Text excerpt »
Liberal nomination troubles inside baseball, unlikely to sway most voters

Liberal Leader Justin Trudeau is facing an angry walkout of party members in B.C., who say he's under the influence of a militant minority in the Sikh community

For all the Trudeaumania redux surrounding the federal Liberals since Justin Trudeau took the helm, the party has had some very old-school problems around its nomination process.

Trudeau has been accused of going back on his promise to allow open fights for riding nominations and instead getting in his favoured picks. There have been hard feelings in some, including the Ottawa-area riding of Orléans, where former general Andrew Leslie was acclaimed, and in Brantford-Brant, the key southern Ontario battleground where a hurried nomination vote resulted in the only registered candidate being acclaimed.

Bitterness now surrounds the likely coronation of a candidate in the B.C. riding Vancouver South, where the other main contender pulled out of the race ahead of this Friday’s nomination, leaving the field clear for another ex-military man whom Trudeau apparently prefers.

[ Related: Andrew Leslie’s Liberal nomination win draws protest ]

The situation in the riding is complicated by a layer of ethnic politics as Sikh factions within the Liberal party have battled over the nomination.

It seems likely former Lt.-Col. Harjit Singh Sajjan, the first Sikh to command a Canadian Forces regiment, will be acclaimed at this Friday’s nomination meeting for the riding, which has swung back and forth between the Liberals and Conservatives for most of the last 100 years.

Vancouver South currently is held by Conservative Wai Young, who in 2008 defeated three-time Liberal incumbent Ujjal Dosangh, the former B.C. NDP premier.

Sajjan was expected to have vigorous competition for the nomination from Vancouver businessman Barj Dhahan. But he abruptly withdrew late last month despite having signed up thousands of new Liberal members to support his bid.

"This campaign has gone on longer than I initially expected and the Liberal Party has a preferred candidate," Dhahan said in a statement on his web site.

"After much thought, I have decided that I will not seek this nomination, and will instead support the Liberal Party of Canada’s efforts in other ways."

Sikh factions said to be involved in Liberal infighting

NowCBC News is reporting many of the 4,000 people Dhahan signed up for the party will tear up their cards in protest.

Data provided »
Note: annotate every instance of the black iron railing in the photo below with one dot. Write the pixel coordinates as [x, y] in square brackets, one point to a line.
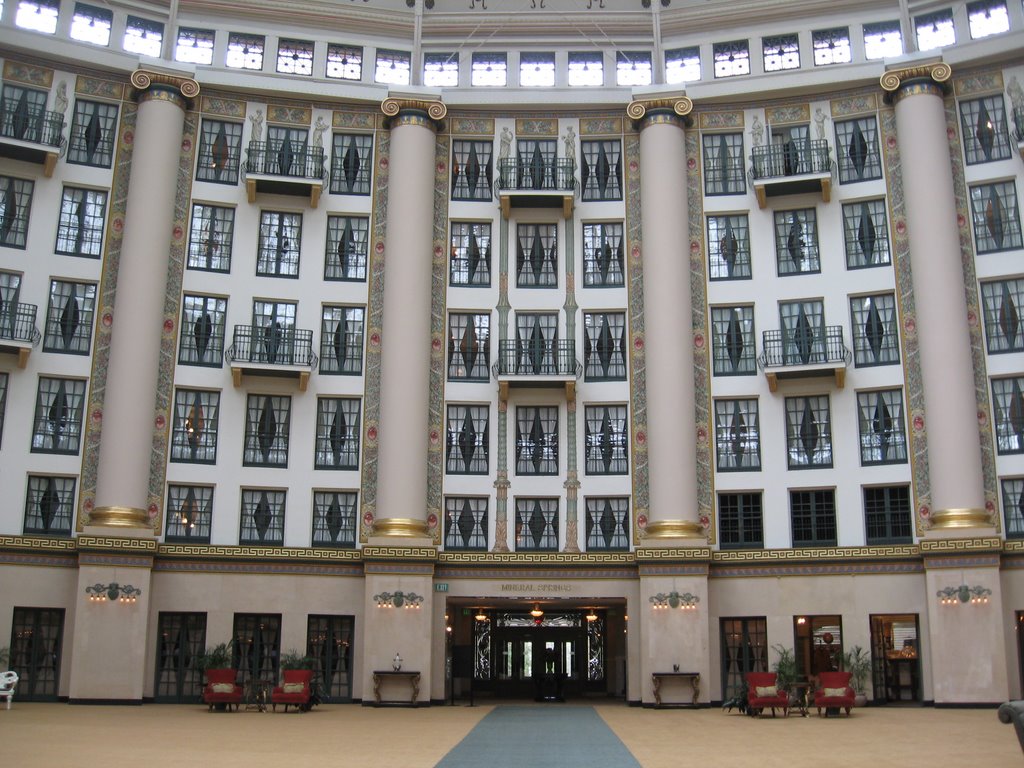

Exercise aim »
In the article on Liberal nominations, rewrite the paragraph beginning "Trudeau has been accused" as a shorter bulleted list that keeps its main facts. The listing has no connection to the article on Liberal nominations.

Finished task »
- Trudeau is accused of breaking his promise of open nomination contests and installing his preferred candidates.
- Orléans (Ottawa area): former general Andrew Leslie was acclaimed, causing hard feelings.
- Brantford-Brant (southern Ontario battleground): a hurried nomination vote led to the only registered candidate being acclaimed.